Please continue the passage below about Kurt Lewin and progressive education, starting right after its final sentence.

## start TEXT SEGMENT

I. P. Pavlov was the first investigator who, with the help of exceedingly bold
workers, succeeded experimentally in creating neuroses with experimental
animals. Working with conditioned reflexes in dogs, Pavlov came to the
conclusion that every time an elaborated reflex came into conflict with the
unconditioned reflex, the behaviour of the dog markedly changed…. Although, in
the experiments with the collision of the conditioned reflexes in animals, it is
fairly easy to obtain acute forms of artificial affect, it is much more difficult to get
these results in human experiments.  K. Lewin, in our opinion, has been one of the most prominent psychologists to
elucidate this question of the artificial production of affect and of the
experimental disorganisation of behaviour….Here the fundamental conception of
Lewin is very close to ours.

Now, who is this K. Lewin praised so highly by Luria at being a master at creating
behavioral disorganization? He is none other than the Kurt Lewin who came to America
in 1933 and set up the Research Center for Group Dynamics at M.I.T. and invented
“sensitivity training.” Shortly before his death in 1947, Lewin founded the National
Training Lab at Bethel, Maine, under the sponsorship of the National Education
Association. Think of it. Here you have a communist behavioral psychologist who is an
expert at artificially creating behavioral disorganization—that is, driving people crazy—
being sponsored by the National Education Association.

The importance of Lewin in this story is that he represented the collectivist or communist
mentality in the psychological community, which had its own socio-political agenda.
Lewin’s biographer, Alfred J. Marrow, writes:

“Students of progressive education also saw the need for studies of group behavior.
This was stimulated by the educational philosophy of John Dewey….This called
for the development of leadership skills and collective setting of group goals.”

And, of course, that is what we have in today’s classrooms: group learning, group-think,
outcome-based education. So we have destroyed the ability of children to learn to read
and forced them to be indoctrinated by collectivist means. That’s not education. That’s a
program to destroy the individual independent mind. We know that one of the reasons why children become frustrated in the classroom and act up is because of the way they are being taught. They enter school at age six feeling very
confident that they are intelligent enough to be able to learn to read. After all, they taught
themselves to speak their own language on their own without the help of a certified
teacher. So their confidence in their learning ability is quite justified.

But once in school they discover that they can’t learn to read in the manner they are being
taught. So they become angry and frustrated, doubting their own intelligence. And soon
they join the ranks of the reading disabled, the dyslexic, the ADD or ADHD, and are
given a drug to solve their learning and behavioral problems and make the teacher happy.
It should not surprise you to learn that one of Kurt Lewin’s most significant experiments
was aimed at determining the behavioral affects of frustration on children and how these
affects are produced. Marrow writes:

“The experiment indicated that in frustration the children tended to regress to a
surprising degree. They tended to become babyish. Intellectually, children of
four and a half years tended toward the behavior of a three-year-old. The degree
of intellectual regression varied directly with the strength of the
frustration….Aggressiveness also increased and some children went so far as to
hit, kick, and break objects.”

## end TEXT SEGMENT
## start INFORMATION GIVEN

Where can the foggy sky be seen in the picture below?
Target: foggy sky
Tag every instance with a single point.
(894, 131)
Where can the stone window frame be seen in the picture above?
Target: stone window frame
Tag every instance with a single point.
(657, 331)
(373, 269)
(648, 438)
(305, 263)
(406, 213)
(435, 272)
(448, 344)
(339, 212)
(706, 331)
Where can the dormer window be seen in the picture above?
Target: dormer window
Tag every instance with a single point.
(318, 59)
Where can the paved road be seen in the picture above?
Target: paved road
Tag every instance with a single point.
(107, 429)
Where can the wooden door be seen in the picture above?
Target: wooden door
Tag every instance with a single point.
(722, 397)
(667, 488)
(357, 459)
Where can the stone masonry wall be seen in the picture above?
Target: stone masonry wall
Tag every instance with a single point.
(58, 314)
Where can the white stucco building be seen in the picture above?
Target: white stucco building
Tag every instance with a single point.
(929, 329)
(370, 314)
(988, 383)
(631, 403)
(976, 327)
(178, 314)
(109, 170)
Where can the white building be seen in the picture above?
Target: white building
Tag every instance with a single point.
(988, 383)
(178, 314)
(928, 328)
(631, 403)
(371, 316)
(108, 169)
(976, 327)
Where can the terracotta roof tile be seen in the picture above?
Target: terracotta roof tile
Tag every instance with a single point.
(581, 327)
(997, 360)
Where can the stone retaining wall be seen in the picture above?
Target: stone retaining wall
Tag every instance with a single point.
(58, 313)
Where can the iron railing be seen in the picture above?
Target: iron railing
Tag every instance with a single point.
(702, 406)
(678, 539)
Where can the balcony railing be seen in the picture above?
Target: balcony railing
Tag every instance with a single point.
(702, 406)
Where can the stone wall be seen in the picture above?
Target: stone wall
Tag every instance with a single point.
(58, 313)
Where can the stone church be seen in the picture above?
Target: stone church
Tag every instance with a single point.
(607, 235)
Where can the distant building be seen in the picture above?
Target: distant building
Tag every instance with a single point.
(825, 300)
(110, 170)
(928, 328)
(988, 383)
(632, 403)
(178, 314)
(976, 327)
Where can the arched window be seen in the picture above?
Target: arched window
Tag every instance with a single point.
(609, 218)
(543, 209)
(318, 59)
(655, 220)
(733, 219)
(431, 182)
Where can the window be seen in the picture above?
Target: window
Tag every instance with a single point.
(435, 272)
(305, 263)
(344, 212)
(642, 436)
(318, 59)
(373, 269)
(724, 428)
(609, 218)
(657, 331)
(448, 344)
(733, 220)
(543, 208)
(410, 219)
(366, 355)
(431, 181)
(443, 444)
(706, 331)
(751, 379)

## end INFORMATION GIVEN

TASK OUTPUT:
So what do you do with kids like that? You drug them! And what does this do to the
American brain? It kills it. We see the ramifications of this in our daily lives. For example, have you ever corrected
a teenager on a bit of factual information, or a misspelling, or an incorrect usage of
language, and gotten the response, “Whatever”?
Where does this casual, dumb response come from? It comes from the public schools,
and probably some private schools, where accuracy is no longer an academic value. In
fact, public schools are permeated with a philosophy summed up in the phrase,
“Accuracy is not the name of the game.”
Those are the actual words of Julia Palmer, president of the American Reading Council,
an advocate of the whole-language approach to reading. Palmer said that it was okay if a
child read the word “house” for “home,” or substituted the word “pony” for “horse.”
“It’s not very serious,” she said, “ because she understands the meaning. Accuracy is not
the name of the game.” (Washington Post, Nov. 29, 1986)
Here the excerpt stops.